** START Dataset excerpts **

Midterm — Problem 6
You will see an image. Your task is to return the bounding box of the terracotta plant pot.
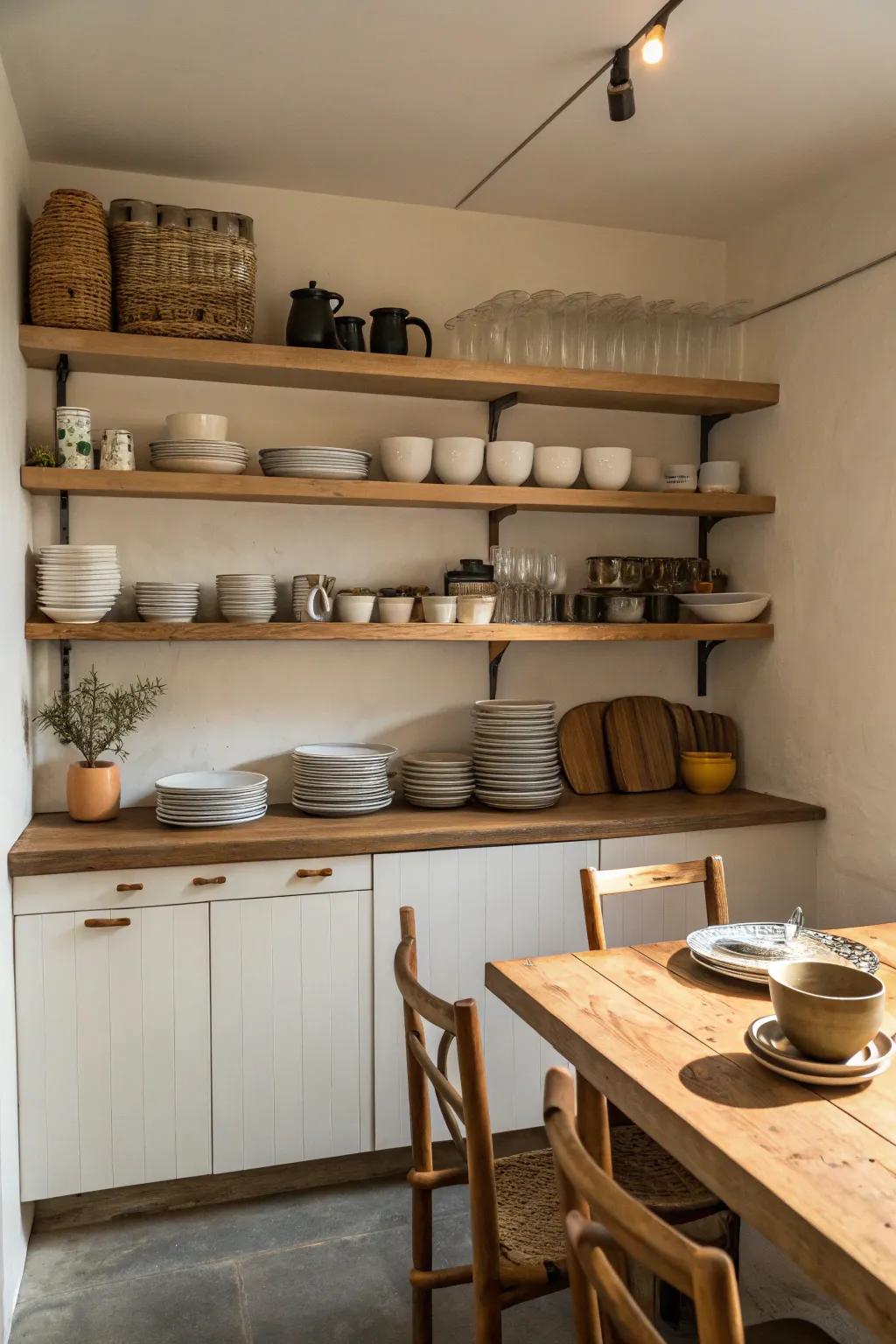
[66,760,121,821]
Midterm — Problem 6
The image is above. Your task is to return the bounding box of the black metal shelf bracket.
[489,393,519,442]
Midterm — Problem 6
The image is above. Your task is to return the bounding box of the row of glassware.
[444,289,748,379]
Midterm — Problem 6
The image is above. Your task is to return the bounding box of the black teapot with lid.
[286,279,346,349]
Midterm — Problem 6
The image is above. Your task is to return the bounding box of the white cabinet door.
[374,842,599,1148]
[211,891,374,1172]
[15,905,211,1200]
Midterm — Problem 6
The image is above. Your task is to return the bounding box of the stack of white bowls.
[258,444,371,481]
[472,700,563,810]
[293,742,396,817]
[135,579,199,625]
[156,770,268,827]
[215,574,276,625]
[38,546,121,625]
[402,752,475,808]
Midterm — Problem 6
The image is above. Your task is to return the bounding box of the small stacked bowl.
[472,700,563,812]
[38,546,121,625]
[291,742,396,817]
[135,579,199,625]
[156,770,268,827]
[215,574,276,625]
[402,752,475,808]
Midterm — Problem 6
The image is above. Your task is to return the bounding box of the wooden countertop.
[10,789,825,878]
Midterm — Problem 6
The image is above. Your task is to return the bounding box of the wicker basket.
[28,190,111,332]
[108,220,256,340]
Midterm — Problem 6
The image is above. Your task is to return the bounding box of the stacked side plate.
[472,700,563,812]
[258,444,371,481]
[38,546,121,625]
[215,574,276,625]
[149,438,248,476]
[135,579,199,625]
[156,770,268,827]
[293,742,396,817]
[402,752,475,808]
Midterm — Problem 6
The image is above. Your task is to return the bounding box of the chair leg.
[411,1188,432,1344]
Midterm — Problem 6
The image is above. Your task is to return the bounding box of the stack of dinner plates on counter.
[156,770,268,827]
[135,579,199,625]
[215,574,276,625]
[149,438,248,476]
[293,742,396,817]
[258,444,371,481]
[38,546,121,625]
[402,752,475,808]
[472,700,563,812]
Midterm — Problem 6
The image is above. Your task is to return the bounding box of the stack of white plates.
[293,742,396,817]
[258,444,371,481]
[38,546,121,625]
[149,438,248,476]
[135,579,199,625]
[156,770,268,827]
[402,752,475,808]
[215,574,276,625]
[472,700,563,812]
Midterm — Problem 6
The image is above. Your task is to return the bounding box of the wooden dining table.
[485,923,896,1341]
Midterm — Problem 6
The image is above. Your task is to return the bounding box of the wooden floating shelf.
[22,466,775,517]
[25,619,774,644]
[18,326,779,416]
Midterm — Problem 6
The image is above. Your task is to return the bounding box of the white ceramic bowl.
[582,447,632,491]
[380,434,432,481]
[697,462,740,494]
[535,444,582,491]
[457,597,497,625]
[432,436,485,485]
[424,594,457,625]
[485,438,535,485]
[678,592,771,624]
[376,597,414,625]
[628,457,666,491]
[165,411,227,444]
[336,592,376,625]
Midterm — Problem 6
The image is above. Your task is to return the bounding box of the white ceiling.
[0,0,896,238]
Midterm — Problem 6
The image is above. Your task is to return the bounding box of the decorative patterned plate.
[688,923,878,980]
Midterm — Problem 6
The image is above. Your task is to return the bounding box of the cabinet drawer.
[12,853,372,915]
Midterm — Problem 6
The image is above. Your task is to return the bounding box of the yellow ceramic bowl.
[681,757,738,793]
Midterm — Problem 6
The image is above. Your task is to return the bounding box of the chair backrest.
[544,1068,745,1344]
[580,853,728,951]
[395,906,500,1281]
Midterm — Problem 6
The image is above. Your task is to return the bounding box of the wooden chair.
[395,906,568,1344]
[544,1068,833,1344]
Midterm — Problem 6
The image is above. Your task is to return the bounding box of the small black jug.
[286,279,346,349]
[336,314,366,349]
[371,308,432,359]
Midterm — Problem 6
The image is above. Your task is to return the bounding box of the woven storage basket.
[108,220,256,340]
[28,190,111,332]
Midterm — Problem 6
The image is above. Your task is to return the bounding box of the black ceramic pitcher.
[371,308,432,359]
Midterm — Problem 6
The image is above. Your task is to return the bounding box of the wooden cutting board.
[603,695,678,793]
[557,700,612,793]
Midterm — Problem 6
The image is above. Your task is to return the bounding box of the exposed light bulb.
[640,23,666,66]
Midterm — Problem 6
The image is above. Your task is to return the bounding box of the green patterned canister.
[56,406,93,471]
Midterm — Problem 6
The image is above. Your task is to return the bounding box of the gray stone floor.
[12,1180,871,1344]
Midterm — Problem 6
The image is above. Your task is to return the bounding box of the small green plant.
[33,668,165,766]
[31,444,56,466]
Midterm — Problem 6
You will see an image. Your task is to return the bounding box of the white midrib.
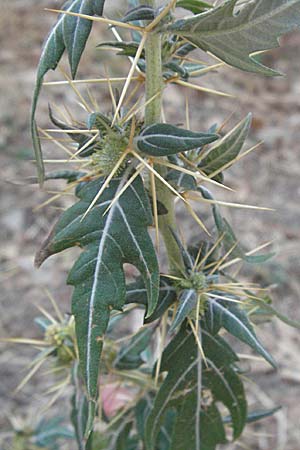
[86,198,118,392]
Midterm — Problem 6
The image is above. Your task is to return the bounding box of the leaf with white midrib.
[37,173,159,398]
[63,0,94,78]
[134,123,218,156]
[30,0,105,183]
[200,114,252,175]
[145,326,247,450]
[166,0,300,75]
[169,289,198,333]
[212,301,276,367]
[126,275,177,323]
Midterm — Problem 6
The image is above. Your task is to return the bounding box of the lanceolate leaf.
[176,0,213,14]
[37,175,159,398]
[170,289,198,333]
[31,0,105,183]
[198,186,274,264]
[63,0,94,78]
[167,0,300,75]
[126,276,177,323]
[166,170,197,191]
[200,114,252,175]
[114,327,153,370]
[209,301,276,367]
[134,123,218,156]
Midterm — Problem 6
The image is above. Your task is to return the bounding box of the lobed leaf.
[122,5,155,23]
[134,123,218,156]
[200,114,252,175]
[114,327,153,370]
[36,173,159,399]
[126,276,177,323]
[169,289,198,333]
[198,186,274,264]
[212,301,276,368]
[31,0,105,183]
[166,0,300,76]
[146,326,247,450]
[176,0,213,14]
[166,169,197,191]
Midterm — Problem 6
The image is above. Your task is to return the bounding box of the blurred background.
[0,0,300,450]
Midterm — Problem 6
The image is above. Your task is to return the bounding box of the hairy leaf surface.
[37,175,159,398]
[167,0,300,75]
[200,114,252,175]
[146,327,247,450]
[31,0,105,183]
[134,123,218,156]
[170,289,198,333]
[126,276,177,323]
[213,301,276,367]
[114,327,153,370]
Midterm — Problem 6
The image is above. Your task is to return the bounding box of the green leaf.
[169,289,198,333]
[200,114,252,175]
[134,123,218,156]
[166,169,197,191]
[122,5,155,23]
[198,186,274,264]
[126,276,177,323]
[114,327,153,370]
[212,301,276,368]
[33,417,74,450]
[63,0,94,78]
[36,171,159,399]
[166,0,300,76]
[31,0,105,184]
[248,293,300,330]
[31,116,45,185]
[97,41,145,59]
[176,0,213,14]
[171,400,226,450]
[146,327,247,450]
[247,406,281,423]
[71,363,89,450]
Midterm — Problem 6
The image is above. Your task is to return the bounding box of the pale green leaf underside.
[134,123,218,156]
[37,176,159,398]
[146,329,247,450]
[200,114,252,175]
[213,301,276,367]
[167,0,300,75]
[31,0,105,183]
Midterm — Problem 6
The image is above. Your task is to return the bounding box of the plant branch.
[145,0,183,274]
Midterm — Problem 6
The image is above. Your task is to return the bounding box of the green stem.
[145,0,184,275]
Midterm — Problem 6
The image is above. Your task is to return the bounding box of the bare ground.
[0,0,300,450]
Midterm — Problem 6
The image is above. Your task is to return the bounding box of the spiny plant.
[11,0,300,450]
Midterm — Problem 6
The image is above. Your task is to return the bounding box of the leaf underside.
[166,0,300,76]
[37,175,159,398]
[134,123,218,156]
[31,0,105,183]
[146,327,247,450]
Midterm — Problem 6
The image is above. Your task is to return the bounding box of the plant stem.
[145,0,184,275]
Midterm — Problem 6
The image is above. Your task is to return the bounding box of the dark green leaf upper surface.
[134,123,218,156]
[167,0,300,75]
[146,326,247,450]
[213,301,276,367]
[31,0,105,183]
[37,175,159,398]
[200,114,252,175]
[126,276,177,323]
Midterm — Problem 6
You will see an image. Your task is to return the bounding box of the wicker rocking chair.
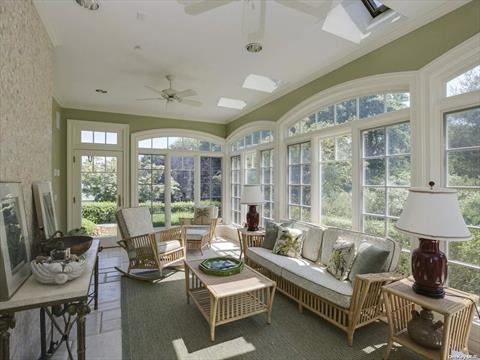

** END Dataset excerpts **

■ **What the task asks**: Can you copy out the lines from the very first one through the line holding "[444,289,748,379]", both included, and leave the pictures out?

■ **Solution for this task**:
Midterm — Problem 6
You will see an image. Your task is to return the bounding box of the terracotta plant pot.
[66,760,121,821]
Midterm — Problem 6
The image is above. Your task is to return the bounding box of the black metal shelf bracket.
[489,393,519,442]
Midterm — Problem 6
The image is above. Your task is to return the bounding box of the row of glassware.
[444,289,748,379]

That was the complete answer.